What to work on: An exact copy of all the data is required, with pictures left out.

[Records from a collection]
'''
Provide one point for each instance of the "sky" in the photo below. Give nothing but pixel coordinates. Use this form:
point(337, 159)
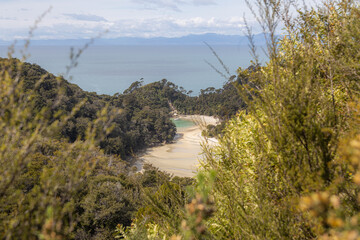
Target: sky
point(73, 19)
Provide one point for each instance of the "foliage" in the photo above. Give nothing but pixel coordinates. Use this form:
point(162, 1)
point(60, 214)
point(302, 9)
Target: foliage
point(287, 167)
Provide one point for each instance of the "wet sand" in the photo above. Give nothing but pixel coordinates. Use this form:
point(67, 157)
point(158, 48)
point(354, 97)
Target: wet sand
point(181, 157)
'''
Solved exercise:
Provide one point for each instance of the "sky" in the photo below. Give nothing but pixel coordinates. Use this form:
point(337, 159)
Target: sky
point(73, 19)
Provide one point for each instance of the "foliage" in the photo above. Give nothing but pixel coordinates. Use this form:
point(162, 1)
point(60, 214)
point(302, 9)
Target: foliage
point(287, 167)
Provide one point for each instance of the "wet sand" in the photo above. Give nothing but pixel coordinates. Use this form:
point(67, 157)
point(158, 48)
point(354, 97)
Target: wet sand
point(181, 157)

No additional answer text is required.